AIM OF THE TASK
Pick out every line in the rows below that contains the string "window", treating uppercase and lowercase as different. Copy each of those lines.

## Begin SOURCE MATERIAL

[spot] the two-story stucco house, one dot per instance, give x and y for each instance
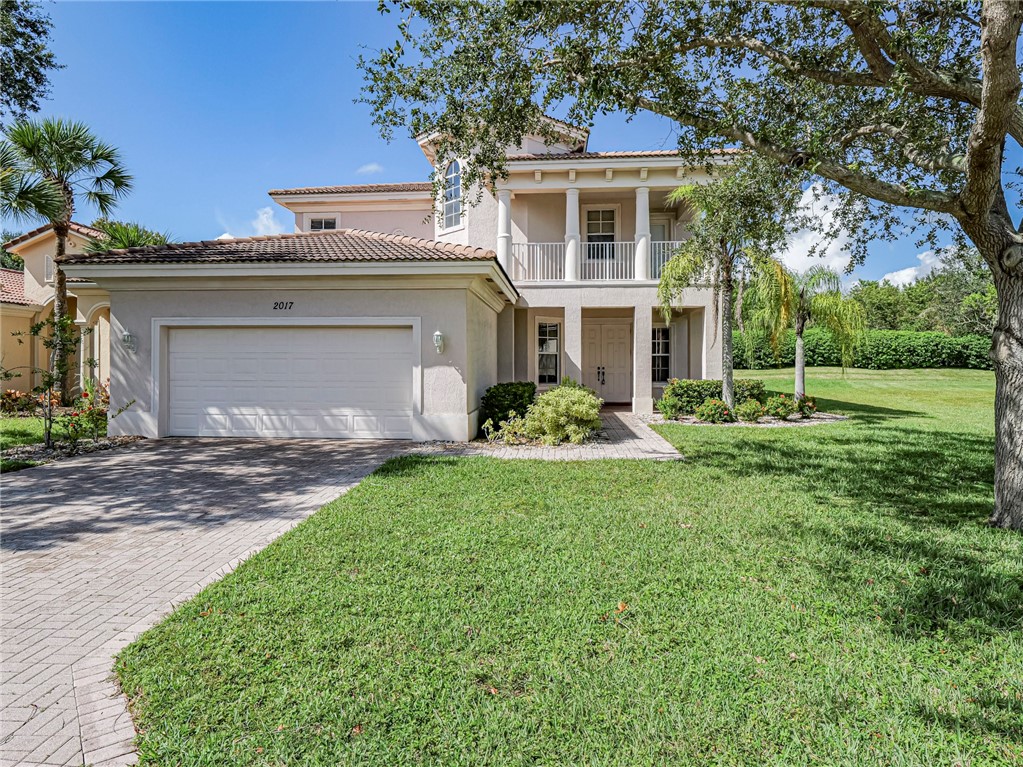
(388, 313)
(27, 298)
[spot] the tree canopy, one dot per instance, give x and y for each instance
(26, 59)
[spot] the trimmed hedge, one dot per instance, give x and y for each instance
(502, 399)
(683, 396)
(883, 350)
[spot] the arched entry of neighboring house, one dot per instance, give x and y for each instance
(96, 346)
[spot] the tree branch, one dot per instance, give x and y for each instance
(999, 93)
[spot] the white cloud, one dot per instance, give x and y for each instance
(797, 255)
(266, 222)
(929, 261)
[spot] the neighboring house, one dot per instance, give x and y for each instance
(380, 317)
(27, 299)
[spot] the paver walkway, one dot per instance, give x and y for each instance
(96, 549)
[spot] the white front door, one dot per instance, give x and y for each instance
(607, 355)
(291, 381)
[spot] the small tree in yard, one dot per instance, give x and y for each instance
(68, 156)
(56, 333)
(785, 300)
(895, 108)
(740, 218)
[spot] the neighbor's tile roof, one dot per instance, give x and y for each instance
(12, 286)
(357, 188)
(81, 229)
(608, 154)
(343, 244)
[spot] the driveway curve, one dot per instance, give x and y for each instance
(96, 549)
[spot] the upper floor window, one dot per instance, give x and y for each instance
(601, 230)
(452, 195)
(319, 225)
(661, 355)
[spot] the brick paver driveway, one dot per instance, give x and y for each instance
(97, 548)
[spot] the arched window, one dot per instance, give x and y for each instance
(452, 195)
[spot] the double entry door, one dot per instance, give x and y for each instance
(607, 359)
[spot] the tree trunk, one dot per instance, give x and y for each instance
(59, 312)
(800, 362)
(1007, 352)
(740, 290)
(727, 385)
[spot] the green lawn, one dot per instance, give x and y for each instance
(18, 432)
(827, 595)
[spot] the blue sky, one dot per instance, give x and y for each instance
(214, 103)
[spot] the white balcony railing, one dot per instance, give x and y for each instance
(597, 261)
(660, 254)
(537, 261)
(607, 261)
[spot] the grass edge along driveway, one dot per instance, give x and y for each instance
(823, 595)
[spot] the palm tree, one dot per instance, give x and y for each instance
(123, 234)
(784, 299)
(738, 219)
(70, 158)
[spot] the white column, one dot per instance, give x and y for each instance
(572, 234)
(504, 229)
(642, 385)
(642, 233)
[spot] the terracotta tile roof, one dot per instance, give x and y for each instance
(357, 188)
(607, 154)
(81, 229)
(343, 244)
(12, 287)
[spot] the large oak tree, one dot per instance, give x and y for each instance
(892, 106)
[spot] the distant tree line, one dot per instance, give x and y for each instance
(957, 299)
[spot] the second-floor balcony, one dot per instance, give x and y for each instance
(541, 262)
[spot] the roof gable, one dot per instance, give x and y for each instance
(337, 245)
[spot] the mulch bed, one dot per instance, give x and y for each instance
(767, 421)
(39, 453)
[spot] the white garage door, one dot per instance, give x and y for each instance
(291, 381)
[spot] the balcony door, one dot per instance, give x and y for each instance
(607, 359)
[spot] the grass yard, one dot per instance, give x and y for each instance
(18, 432)
(826, 595)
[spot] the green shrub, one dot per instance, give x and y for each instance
(807, 406)
(882, 350)
(501, 400)
(750, 411)
(781, 406)
(567, 413)
(683, 396)
(714, 410)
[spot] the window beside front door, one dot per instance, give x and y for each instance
(548, 357)
(661, 358)
(601, 229)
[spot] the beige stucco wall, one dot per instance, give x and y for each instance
(37, 289)
(449, 381)
(481, 332)
(16, 357)
(413, 222)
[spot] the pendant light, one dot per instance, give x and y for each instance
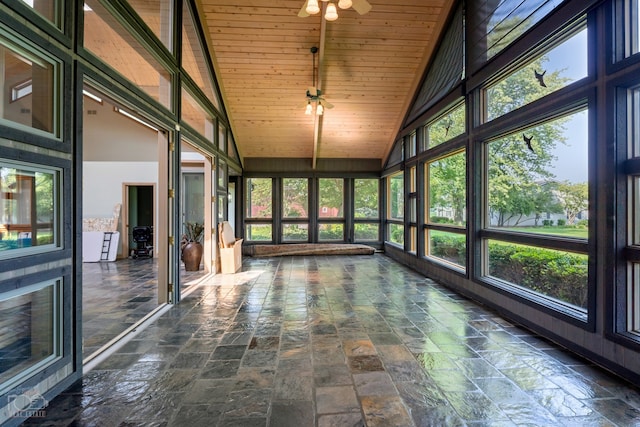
(331, 14)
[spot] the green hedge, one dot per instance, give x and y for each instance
(556, 274)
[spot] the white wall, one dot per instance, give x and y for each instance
(102, 188)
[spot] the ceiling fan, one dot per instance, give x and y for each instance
(311, 7)
(314, 95)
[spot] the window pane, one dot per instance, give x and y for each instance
(259, 198)
(331, 204)
(556, 274)
(396, 196)
(634, 121)
(259, 233)
(124, 53)
(331, 232)
(554, 70)
(29, 89)
(538, 178)
(633, 299)
(396, 234)
(366, 198)
(446, 127)
(413, 144)
(196, 116)
(295, 232)
(512, 18)
(157, 15)
(295, 197)
(28, 330)
(366, 232)
(447, 183)
(48, 9)
(28, 208)
(448, 247)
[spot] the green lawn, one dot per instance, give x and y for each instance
(568, 231)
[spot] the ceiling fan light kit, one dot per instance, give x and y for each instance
(312, 7)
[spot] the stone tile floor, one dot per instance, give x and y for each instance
(116, 295)
(339, 341)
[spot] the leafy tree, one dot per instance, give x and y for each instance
(519, 161)
(447, 185)
(366, 198)
(574, 198)
(295, 197)
(332, 194)
(259, 198)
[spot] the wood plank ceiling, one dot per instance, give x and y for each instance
(369, 67)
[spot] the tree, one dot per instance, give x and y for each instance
(295, 197)
(447, 185)
(574, 198)
(520, 160)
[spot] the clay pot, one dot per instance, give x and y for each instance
(192, 255)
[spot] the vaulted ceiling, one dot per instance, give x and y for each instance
(368, 66)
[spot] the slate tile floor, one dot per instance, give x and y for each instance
(115, 295)
(339, 341)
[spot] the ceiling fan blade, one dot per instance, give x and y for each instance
(303, 12)
(361, 6)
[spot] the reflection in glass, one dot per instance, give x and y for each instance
(446, 127)
(561, 66)
(447, 190)
(48, 9)
(634, 120)
(295, 232)
(29, 329)
(193, 57)
(195, 115)
(259, 198)
(448, 247)
(366, 198)
(157, 15)
(124, 53)
(396, 196)
(259, 233)
(366, 232)
(331, 203)
(537, 178)
(29, 89)
(331, 232)
(28, 203)
(556, 274)
(511, 19)
(396, 234)
(295, 198)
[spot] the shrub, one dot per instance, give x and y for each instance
(559, 275)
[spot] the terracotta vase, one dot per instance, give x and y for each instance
(192, 255)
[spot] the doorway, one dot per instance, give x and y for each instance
(138, 211)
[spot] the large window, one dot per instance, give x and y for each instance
(446, 209)
(30, 325)
(537, 183)
(331, 209)
(30, 89)
(295, 209)
(395, 208)
(258, 205)
(557, 68)
(366, 210)
(29, 209)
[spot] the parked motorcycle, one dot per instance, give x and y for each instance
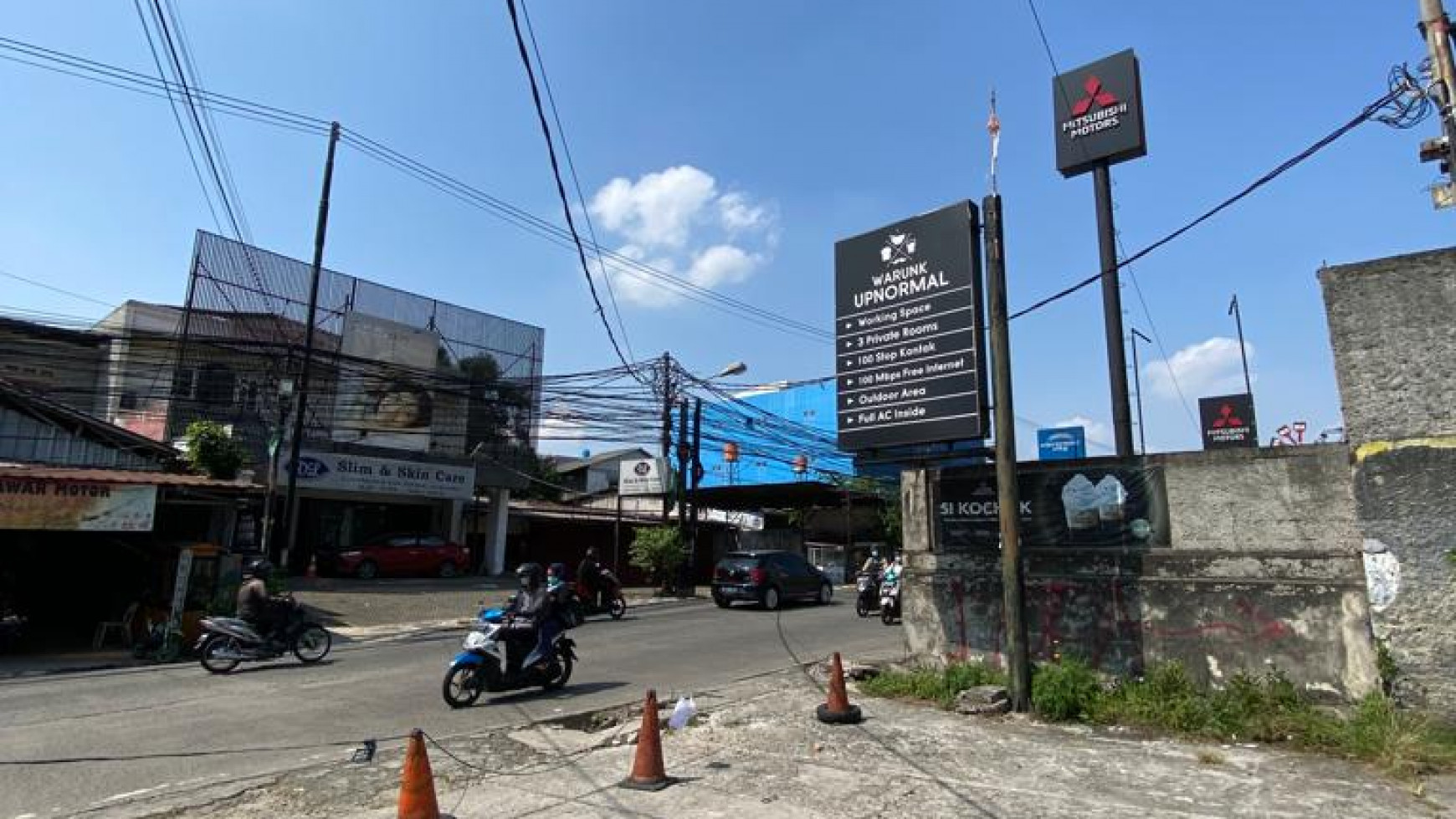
(867, 596)
(12, 626)
(488, 661)
(229, 640)
(890, 601)
(616, 604)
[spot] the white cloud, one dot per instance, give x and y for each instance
(1207, 368)
(679, 223)
(657, 210)
(721, 264)
(1098, 433)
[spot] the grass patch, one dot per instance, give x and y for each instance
(1270, 709)
(1265, 709)
(935, 685)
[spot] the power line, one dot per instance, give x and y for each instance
(576, 181)
(561, 187)
(1369, 112)
(124, 79)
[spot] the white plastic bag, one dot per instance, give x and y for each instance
(683, 713)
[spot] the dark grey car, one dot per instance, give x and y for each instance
(769, 578)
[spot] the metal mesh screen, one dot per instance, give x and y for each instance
(392, 371)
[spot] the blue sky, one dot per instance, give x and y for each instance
(736, 143)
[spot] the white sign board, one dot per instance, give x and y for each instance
(643, 476)
(340, 472)
(41, 504)
(749, 521)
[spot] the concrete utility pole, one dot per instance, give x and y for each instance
(1434, 27)
(320, 230)
(1137, 387)
(1111, 310)
(667, 429)
(1007, 495)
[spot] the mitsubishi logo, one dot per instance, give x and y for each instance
(1097, 95)
(1226, 417)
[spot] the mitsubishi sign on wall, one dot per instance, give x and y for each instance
(643, 476)
(906, 332)
(1228, 421)
(1098, 114)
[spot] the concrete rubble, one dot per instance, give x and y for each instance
(756, 750)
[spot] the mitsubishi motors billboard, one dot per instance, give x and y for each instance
(1098, 112)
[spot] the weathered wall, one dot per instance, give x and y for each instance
(1261, 569)
(1392, 326)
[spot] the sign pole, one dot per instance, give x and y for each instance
(1007, 490)
(1113, 310)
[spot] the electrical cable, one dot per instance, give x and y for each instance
(561, 187)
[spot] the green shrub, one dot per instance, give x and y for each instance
(1064, 690)
(936, 685)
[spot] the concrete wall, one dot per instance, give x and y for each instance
(1394, 336)
(1261, 571)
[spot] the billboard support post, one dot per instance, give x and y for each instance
(1007, 489)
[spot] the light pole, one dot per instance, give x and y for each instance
(1137, 387)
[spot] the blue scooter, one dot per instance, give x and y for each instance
(485, 663)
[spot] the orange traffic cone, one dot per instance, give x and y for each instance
(647, 767)
(838, 710)
(417, 785)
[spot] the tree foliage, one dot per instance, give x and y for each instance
(213, 451)
(659, 550)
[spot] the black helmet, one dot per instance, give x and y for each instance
(531, 573)
(261, 569)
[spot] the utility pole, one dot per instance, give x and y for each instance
(667, 429)
(692, 498)
(320, 232)
(1238, 322)
(1137, 387)
(1007, 495)
(1434, 27)
(1111, 310)
(680, 489)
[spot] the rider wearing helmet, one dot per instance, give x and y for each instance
(535, 602)
(254, 602)
(873, 565)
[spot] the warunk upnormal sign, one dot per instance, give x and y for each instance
(907, 322)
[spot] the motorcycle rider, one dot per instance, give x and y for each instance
(254, 602)
(535, 602)
(873, 565)
(590, 573)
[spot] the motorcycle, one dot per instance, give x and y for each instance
(586, 602)
(228, 640)
(867, 596)
(890, 601)
(488, 663)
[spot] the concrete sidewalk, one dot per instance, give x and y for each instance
(757, 751)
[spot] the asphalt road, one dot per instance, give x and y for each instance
(191, 719)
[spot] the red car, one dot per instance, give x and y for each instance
(415, 555)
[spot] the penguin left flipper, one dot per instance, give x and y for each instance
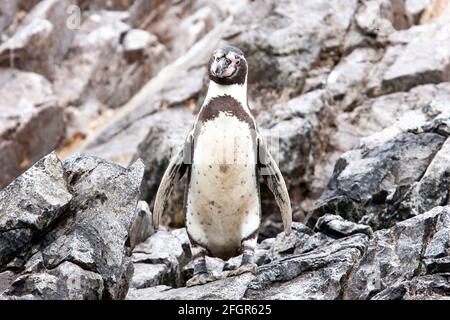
(275, 182)
(177, 168)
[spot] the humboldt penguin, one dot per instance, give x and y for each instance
(223, 156)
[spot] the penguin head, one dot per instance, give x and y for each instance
(228, 66)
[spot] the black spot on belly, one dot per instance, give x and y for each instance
(226, 104)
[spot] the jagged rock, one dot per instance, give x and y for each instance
(142, 227)
(419, 55)
(149, 275)
(415, 8)
(66, 282)
(8, 10)
(31, 122)
(30, 205)
(410, 108)
(296, 133)
(283, 40)
(104, 63)
(319, 274)
(396, 254)
(370, 183)
(232, 288)
(168, 129)
(285, 245)
(81, 254)
(347, 80)
(121, 143)
(435, 287)
(42, 40)
(336, 227)
(166, 248)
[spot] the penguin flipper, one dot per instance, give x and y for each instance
(268, 168)
(174, 172)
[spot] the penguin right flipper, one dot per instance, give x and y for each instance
(276, 184)
(177, 168)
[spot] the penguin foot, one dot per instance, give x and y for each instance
(200, 279)
(249, 267)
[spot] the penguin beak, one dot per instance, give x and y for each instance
(219, 67)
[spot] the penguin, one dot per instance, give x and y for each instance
(224, 156)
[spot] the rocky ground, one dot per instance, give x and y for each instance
(358, 93)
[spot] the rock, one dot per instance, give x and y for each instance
(371, 182)
(346, 81)
(79, 241)
(30, 204)
(164, 248)
(434, 287)
(336, 227)
(142, 227)
(422, 56)
(296, 134)
(421, 103)
(42, 40)
(148, 275)
(232, 288)
(415, 8)
(31, 122)
(104, 63)
(6, 279)
(319, 274)
(396, 254)
(167, 131)
(285, 245)
(134, 43)
(8, 10)
(284, 40)
(66, 282)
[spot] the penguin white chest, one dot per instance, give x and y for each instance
(223, 205)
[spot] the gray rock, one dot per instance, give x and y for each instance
(148, 275)
(66, 282)
(319, 274)
(285, 245)
(435, 287)
(415, 8)
(42, 40)
(396, 254)
(346, 81)
(283, 40)
(142, 227)
(422, 55)
(8, 10)
(164, 247)
(232, 288)
(31, 122)
(336, 227)
(30, 204)
(408, 109)
(370, 183)
(83, 255)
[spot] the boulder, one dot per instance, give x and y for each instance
(30, 204)
(419, 55)
(82, 212)
(42, 39)
(378, 183)
(283, 40)
(31, 122)
(161, 259)
(142, 227)
(397, 254)
(336, 227)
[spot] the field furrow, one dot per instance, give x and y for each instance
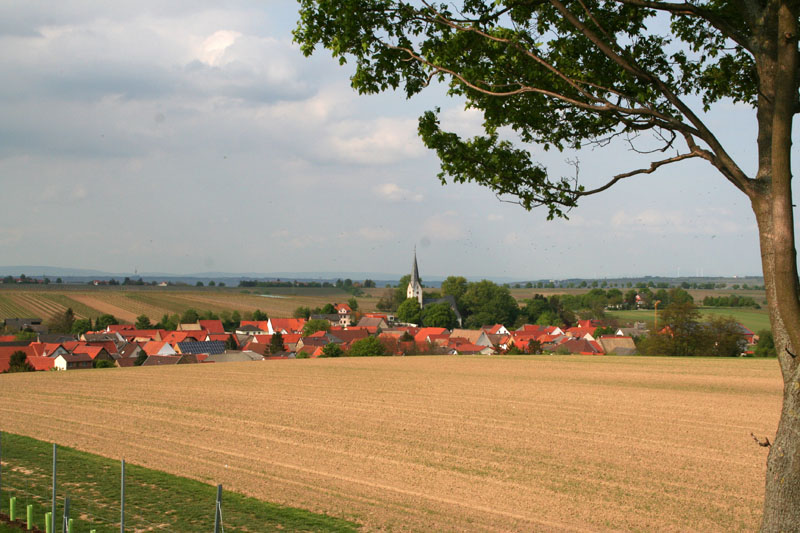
(439, 443)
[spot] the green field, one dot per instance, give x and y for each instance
(126, 303)
(154, 500)
(754, 319)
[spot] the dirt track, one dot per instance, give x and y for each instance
(426, 443)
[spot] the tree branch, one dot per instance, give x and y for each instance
(655, 165)
(686, 8)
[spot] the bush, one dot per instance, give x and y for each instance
(367, 347)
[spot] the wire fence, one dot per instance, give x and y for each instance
(65, 490)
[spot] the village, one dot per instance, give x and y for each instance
(206, 341)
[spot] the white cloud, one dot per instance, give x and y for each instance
(376, 141)
(378, 233)
(443, 227)
(394, 193)
(697, 222)
(214, 47)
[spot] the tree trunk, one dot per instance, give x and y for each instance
(782, 490)
(771, 197)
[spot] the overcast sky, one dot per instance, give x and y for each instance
(181, 137)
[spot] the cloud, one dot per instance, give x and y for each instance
(215, 46)
(393, 193)
(378, 233)
(377, 141)
(694, 222)
(445, 226)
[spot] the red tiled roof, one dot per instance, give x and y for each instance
(422, 333)
(153, 347)
(5, 355)
(121, 327)
(41, 363)
(214, 327)
(290, 325)
(260, 324)
(108, 345)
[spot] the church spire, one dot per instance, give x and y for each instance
(414, 286)
(415, 270)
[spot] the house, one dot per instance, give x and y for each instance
(617, 345)
(234, 357)
(213, 327)
(473, 349)
(471, 335)
(73, 361)
(345, 314)
(159, 360)
(96, 353)
(286, 325)
(158, 348)
(130, 350)
(41, 363)
(193, 347)
(423, 334)
(348, 337)
(333, 318)
(47, 349)
(581, 333)
(497, 329)
(373, 324)
(7, 351)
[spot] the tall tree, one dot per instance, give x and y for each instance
(103, 321)
(571, 73)
(143, 322)
(409, 311)
(276, 343)
(18, 362)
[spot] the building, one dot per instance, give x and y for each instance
(414, 286)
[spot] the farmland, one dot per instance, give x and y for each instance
(126, 303)
(755, 319)
(438, 443)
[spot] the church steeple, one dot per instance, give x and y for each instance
(414, 286)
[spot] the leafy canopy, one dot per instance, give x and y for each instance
(559, 73)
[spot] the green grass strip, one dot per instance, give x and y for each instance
(154, 501)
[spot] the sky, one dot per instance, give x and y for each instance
(183, 137)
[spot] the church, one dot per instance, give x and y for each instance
(415, 291)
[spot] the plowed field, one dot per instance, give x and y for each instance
(438, 443)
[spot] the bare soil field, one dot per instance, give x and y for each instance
(438, 443)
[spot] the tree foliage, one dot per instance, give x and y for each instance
(366, 347)
(332, 350)
(81, 326)
(438, 316)
(143, 322)
(409, 312)
(276, 343)
(103, 321)
(18, 362)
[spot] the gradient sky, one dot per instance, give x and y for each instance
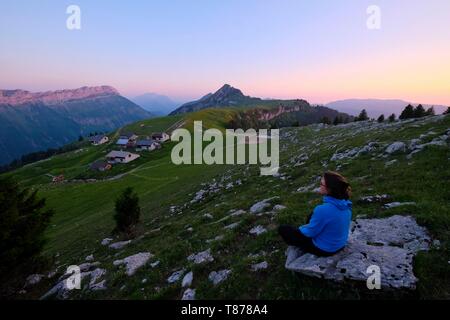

## End SOURCE MATERIAL

ANSWER BELOW
[spot] the upper floor window, one dot per instance, give x and y for each instance
[spot] the arched window, one dot per instance, give x and y for each instance
[spot] the window beside front door, one dot per instance, give x and y for each instance
[spot] the window pane, one dot per instance, give x and y for each instance
[spot] the large window, one dot per instance, give x and y for each instance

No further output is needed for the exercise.